> **TASK DIRECTIONS**
Copy exactly, and only, the lines from the one with "find the apron bib" to the end of the listing; omit pictures.

> **RECORDS FOR PROCESSING**
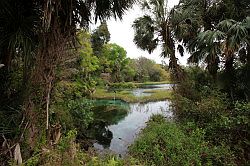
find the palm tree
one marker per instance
(40, 32)
(154, 28)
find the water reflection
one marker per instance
(121, 122)
(126, 130)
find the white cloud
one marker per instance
(122, 33)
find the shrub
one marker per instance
(165, 143)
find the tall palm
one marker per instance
(154, 28)
(52, 32)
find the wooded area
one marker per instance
(52, 69)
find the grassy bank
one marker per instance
(166, 143)
(126, 95)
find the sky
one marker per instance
(122, 34)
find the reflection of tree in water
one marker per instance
(112, 113)
(106, 112)
(100, 132)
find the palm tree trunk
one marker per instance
(248, 56)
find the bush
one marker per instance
(165, 143)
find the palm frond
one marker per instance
(144, 33)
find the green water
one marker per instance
(118, 122)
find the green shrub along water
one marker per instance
(201, 101)
(164, 142)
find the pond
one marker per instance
(123, 121)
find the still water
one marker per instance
(124, 121)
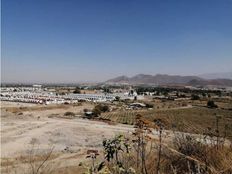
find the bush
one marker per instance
(69, 114)
(149, 105)
(195, 97)
(77, 91)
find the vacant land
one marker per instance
(186, 119)
(38, 128)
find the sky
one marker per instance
(49, 41)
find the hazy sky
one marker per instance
(84, 40)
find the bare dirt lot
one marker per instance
(26, 126)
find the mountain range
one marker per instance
(163, 79)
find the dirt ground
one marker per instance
(26, 126)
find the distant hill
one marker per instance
(163, 79)
(225, 75)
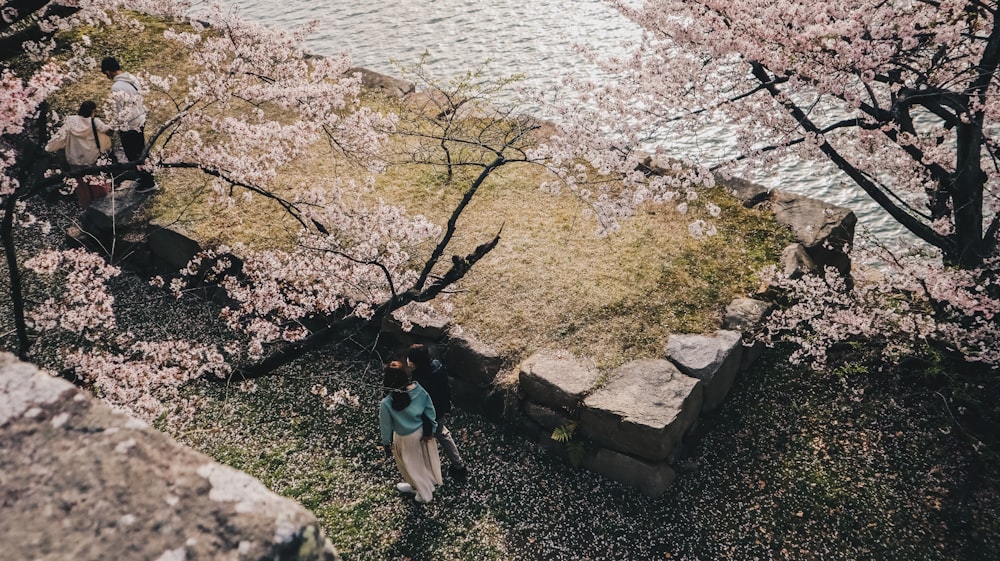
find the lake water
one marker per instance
(536, 38)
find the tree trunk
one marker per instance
(14, 274)
(967, 198)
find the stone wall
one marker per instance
(630, 424)
(631, 428)
(79, 481)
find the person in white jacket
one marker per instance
(129, 116)
(83, 136)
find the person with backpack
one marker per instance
(84, 137)
(130, 113)
(433, 376)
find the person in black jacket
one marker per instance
(433, 377)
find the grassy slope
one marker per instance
(551, 282)
(795, 465)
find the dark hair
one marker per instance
(110, 64)
(394, 380)
(87, 109)
(419, 356)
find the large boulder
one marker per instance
(81, 481)
(390, 86)
(824, 230)
(496, 403)
(545, 417)
(796, 261)
(644, 409)
(420, 327)
(171, 245)
(472, 360)
(113, 212)
(713, 359)
(747, 315)
(747, 192)
(556, 379)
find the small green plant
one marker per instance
(574, 448)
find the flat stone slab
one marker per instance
(713, 359)
(746, 314)
(644, 410)
(472, 360)
(115, 210)
(172, 245)
(556, 379)
(80, 481)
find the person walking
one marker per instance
(402, 415)
(130, 112)
(84, 137)
(433, 376)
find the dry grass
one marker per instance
(551, 283)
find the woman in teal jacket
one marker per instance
(402, 415)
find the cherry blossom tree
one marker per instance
(900, 96)
(256, 104)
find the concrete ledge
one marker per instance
(81, 481)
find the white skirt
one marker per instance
(418, 462)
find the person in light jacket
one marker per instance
(83, 136)
(402, 415)
(433, 376)
(130, 116)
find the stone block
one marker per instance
(746, 314)
(171, 246)
(644, 409)
(556, 379)
(652, 479)
(796, 261)
(495, 403)
(545, 417)
(81, 481)
(747, 192)
(424, 328)
(393, 87)
(114, 211)
(472, 360)
(822, 228)
(714, 359)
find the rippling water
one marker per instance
(533, 37)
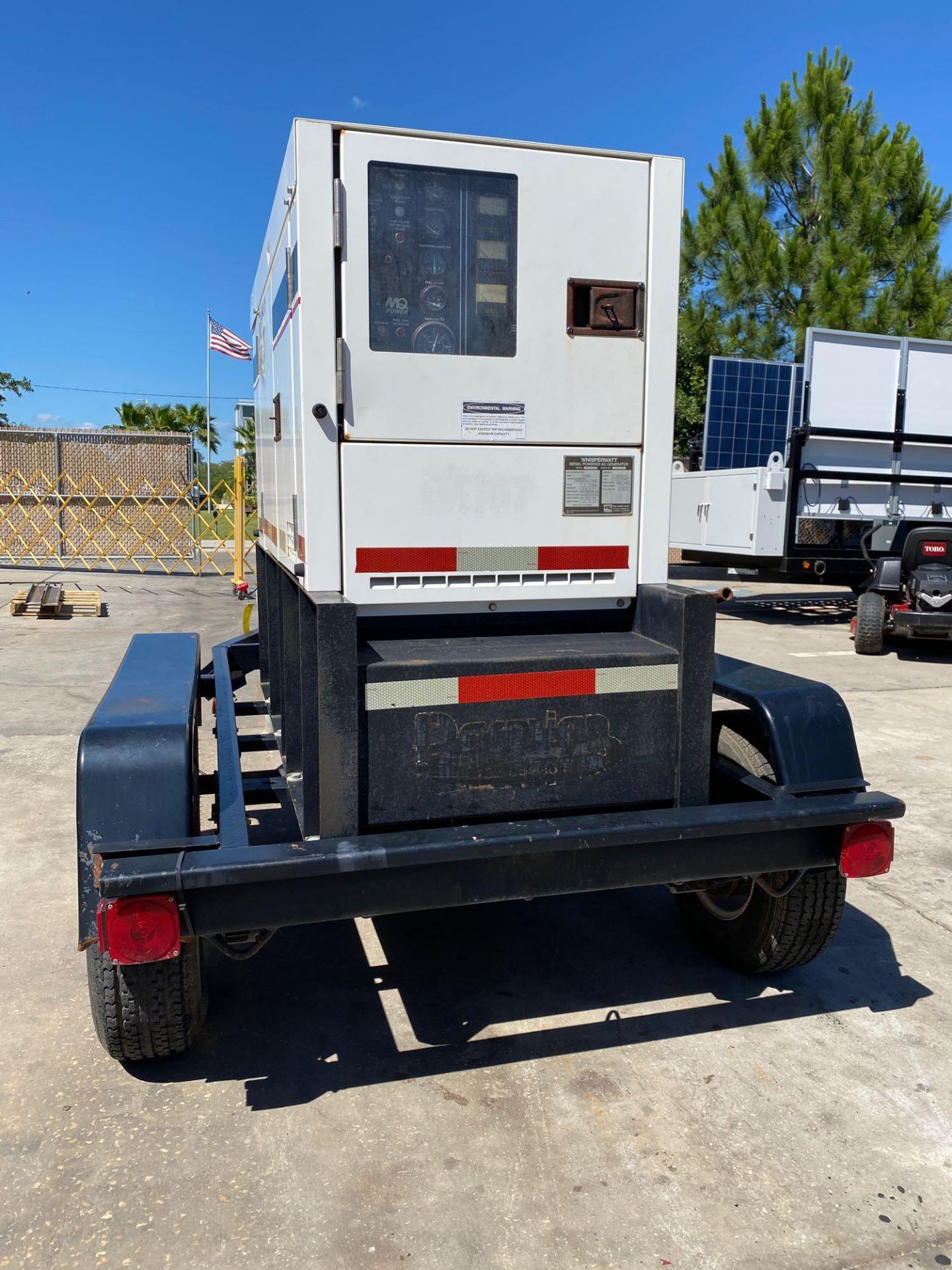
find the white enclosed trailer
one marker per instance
(871, 447)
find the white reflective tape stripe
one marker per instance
(408, 694)
(401, 694)
(636, 679)
(473, 559)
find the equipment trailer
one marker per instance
(480, 683)
(866, 461)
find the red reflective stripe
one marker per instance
(405, 559)
(518, 687)
(583, 558)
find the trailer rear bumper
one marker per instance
(291, 883)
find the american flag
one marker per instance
(225, 341)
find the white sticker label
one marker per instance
(598, 486)
(494, 421)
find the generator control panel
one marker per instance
(465, 370)
(442, 261)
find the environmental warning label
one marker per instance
(598, 486)
(494, 421)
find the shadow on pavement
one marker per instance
(795, 609)
(307, 1015)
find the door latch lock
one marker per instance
(597, 308)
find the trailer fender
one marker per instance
(807, 726)
(136, 769)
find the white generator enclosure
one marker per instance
(465, 370)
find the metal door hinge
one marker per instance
(338, 212)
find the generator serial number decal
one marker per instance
(493, 421)
(598, 486)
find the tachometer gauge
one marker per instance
(433, 265)
(433, 299)
(433, 337)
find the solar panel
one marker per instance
(749, 409)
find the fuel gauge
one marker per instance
(433, 265)
(433, 299)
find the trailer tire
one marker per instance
(767, 933)
(146, 1011)
(870, 622)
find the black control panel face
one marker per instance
(442, 261)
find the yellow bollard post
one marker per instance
(238, 527)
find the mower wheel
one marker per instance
(870, 622)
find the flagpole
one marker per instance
(208, 403)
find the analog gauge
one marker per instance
(433, 337)
(433, 265)
(433, 299)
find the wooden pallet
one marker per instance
(52, 600)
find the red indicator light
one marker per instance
(140, 929)
(867, 849)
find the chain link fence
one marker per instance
(118, 501)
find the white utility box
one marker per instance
(465, 368)
(738, 509)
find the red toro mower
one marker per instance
(908, 595)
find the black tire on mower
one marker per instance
(870, 622)
(770, 934)
(146, 1011)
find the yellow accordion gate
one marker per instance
(120, 501)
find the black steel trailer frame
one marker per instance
(139, 788)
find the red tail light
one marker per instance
(867, 849)
(140, 929)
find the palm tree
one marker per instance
(149, 417)
(194, 421)
(245, 444)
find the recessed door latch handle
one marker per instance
(600, 308)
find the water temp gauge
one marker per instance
(433, 337)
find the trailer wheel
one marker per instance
(870, 622)
(146, 1011)
(746, 927)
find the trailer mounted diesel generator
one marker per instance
(475, 675)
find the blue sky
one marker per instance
(141, 145)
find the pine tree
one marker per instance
(826, 219)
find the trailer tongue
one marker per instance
(480, 683)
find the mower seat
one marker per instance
(927, 570)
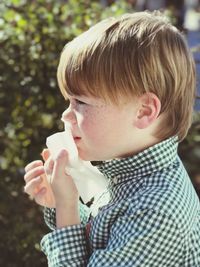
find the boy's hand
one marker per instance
(37, 186)
(62, 184)
(64, 190)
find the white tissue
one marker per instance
(89, 181)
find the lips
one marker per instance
(76, 138)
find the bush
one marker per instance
(33, 34)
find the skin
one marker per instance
(101, 131)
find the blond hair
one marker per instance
(131, 55)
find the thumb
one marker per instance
(60, 164)
(45, 154)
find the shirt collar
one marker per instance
(149, 160)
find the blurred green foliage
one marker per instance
(32, 35)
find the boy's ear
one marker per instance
(148, 110)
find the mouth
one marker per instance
(76, 138)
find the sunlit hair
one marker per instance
(131, 55)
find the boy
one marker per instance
(130, 82)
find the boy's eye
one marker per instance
(79, 102)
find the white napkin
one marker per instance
(89, 181)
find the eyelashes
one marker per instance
(80, 102)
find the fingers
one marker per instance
(33, 173)
(45, 154)
(48, 166)
(33, 186)
(33, 165)
(60, 164)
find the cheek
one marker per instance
(91, 125)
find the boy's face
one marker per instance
(101, 131)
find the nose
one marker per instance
(69, 116)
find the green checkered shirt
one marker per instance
(152, 218)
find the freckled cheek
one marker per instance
(91, 126)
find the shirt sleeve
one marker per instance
(144, 239)
(50, 215)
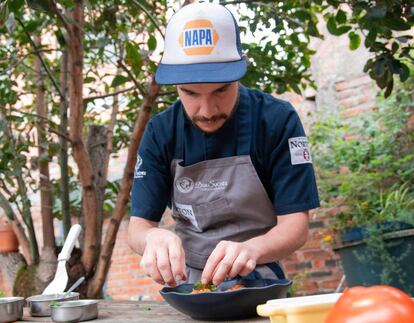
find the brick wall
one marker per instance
(314, 268)
(3, 287)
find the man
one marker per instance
(232, 163)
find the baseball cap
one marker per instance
(202, 45)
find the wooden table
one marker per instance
(139, 311)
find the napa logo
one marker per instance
(198, 37)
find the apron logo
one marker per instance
(184, 184)
(198, 37)
(299, 151)
(211, 185)
(137, 173)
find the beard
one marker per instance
(214, 118)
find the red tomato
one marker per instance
(376, 304)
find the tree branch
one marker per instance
(103, 96)
(55, 84)
(149, 16)
(138, 86)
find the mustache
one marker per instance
(214, 118)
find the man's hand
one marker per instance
(229, 259)
(164, 258)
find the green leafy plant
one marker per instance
(366, 165)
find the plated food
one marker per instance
(199, 287)
(231, 300)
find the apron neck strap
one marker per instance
(243, 124)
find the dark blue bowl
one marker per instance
(226, 305)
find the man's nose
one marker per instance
(207, 107)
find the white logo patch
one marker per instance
(137, 173)
(184, 184)
(187, 212)
(299, 151)
(212, 185)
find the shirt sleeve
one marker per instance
(150, 189)
(292, 176)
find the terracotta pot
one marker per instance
(8, 239)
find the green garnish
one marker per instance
(210, 286)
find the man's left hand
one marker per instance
(229, 259)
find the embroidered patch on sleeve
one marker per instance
(299, 150)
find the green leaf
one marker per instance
(119, 80)
(133, 57)
(334, 29)
(295, 88)
(152, 43)
(377, 12)
(16, 5)
(388, 91)
(4, 13)
(404, 39)
(396, 24)
(404, 72)
(11, 23)
(41, 5)
(343, 30)
(89, 79)
(340, 17)
(303, 15)
(331, 25)
(354, 40)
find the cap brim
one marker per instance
(223, 72)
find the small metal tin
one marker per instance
(40, 304)
(11, 309)
(75, 311)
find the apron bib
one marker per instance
(220, 199)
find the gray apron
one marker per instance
(220, 199)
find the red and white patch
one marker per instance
(299, 151)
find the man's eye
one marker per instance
(220, 91)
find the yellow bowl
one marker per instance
(306, 309)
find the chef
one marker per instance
(232, 163)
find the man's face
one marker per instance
(208, 105)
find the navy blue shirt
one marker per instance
(278, 150)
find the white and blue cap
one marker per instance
(202, 45)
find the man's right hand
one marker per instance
(164, 258)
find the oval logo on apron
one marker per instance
(184, 184)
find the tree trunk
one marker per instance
(97, 148)
(21, 189)
(17, 228)
(95, 286)
(44, 183)
(63, 154)
(10, 262)
(80, 154)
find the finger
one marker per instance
(164, 266)
(212, 262)
(149, 263)
(238, 265)
(223, 269)
(177, 260)
(249, 266)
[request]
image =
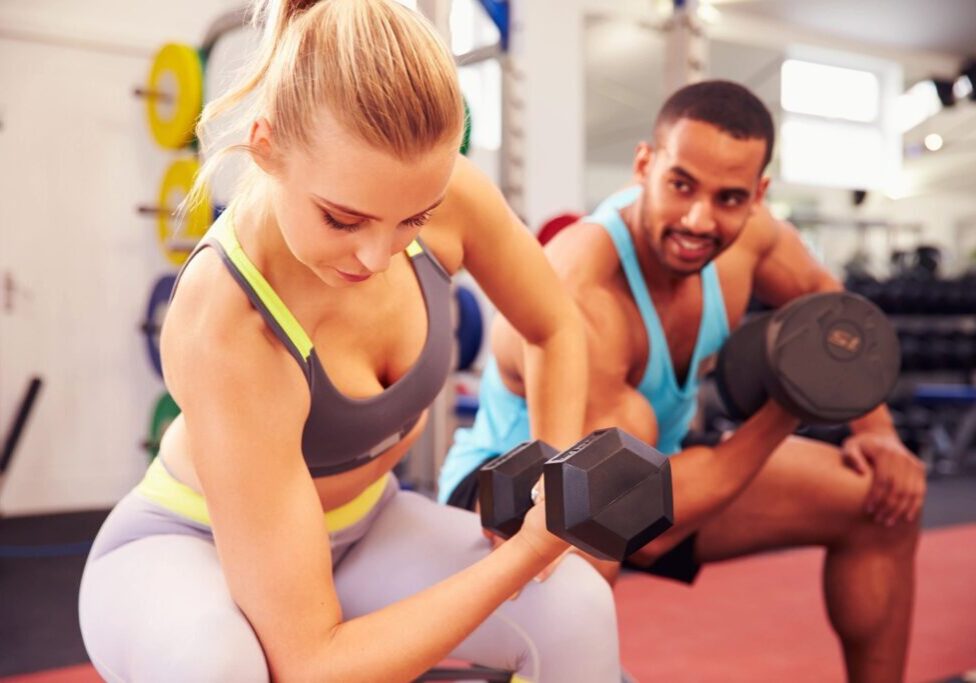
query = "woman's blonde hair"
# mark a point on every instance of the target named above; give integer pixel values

> **WRITTEN REPLY**
find the apron bib
one marker per instance
(220, 199)
find the gray apron
one marker per instance
(220, 199)
find the red and white patch
one marker per instance
(299, 151)
find the man's eye
one marker per instance
(220, 91)
find the yellow bowl
one marker per instance
(306, 309)
find the chef
one marker per instance
(232, 163)
find the man's face
one marker per instance
(208, 105)
find the navy blue shirt
one marker per instance
(278, 150)
find the white and blue cap
one marker per instance
(202, 45)
find the man's right hand
one marker per instance
(164, 258)
find the oval logo on apron
one marker per instance
(184, 184)
find the tree trunk
one marker per instance
(97, 148)
(21, 189)
(17, 228)
(95, 286)
(44, 183)
(63, 154)
(10, 262)
(80, 154)
find the finger
one marker per instance
(164, 266)
(212, 262)
(149, 263)
(238, 265)
(223, 269)
(177, 260)
(249, 266)
[request]
image =
query = "woman's blonde hair"
# mark a point on every instance of the target named above; give integer pixel values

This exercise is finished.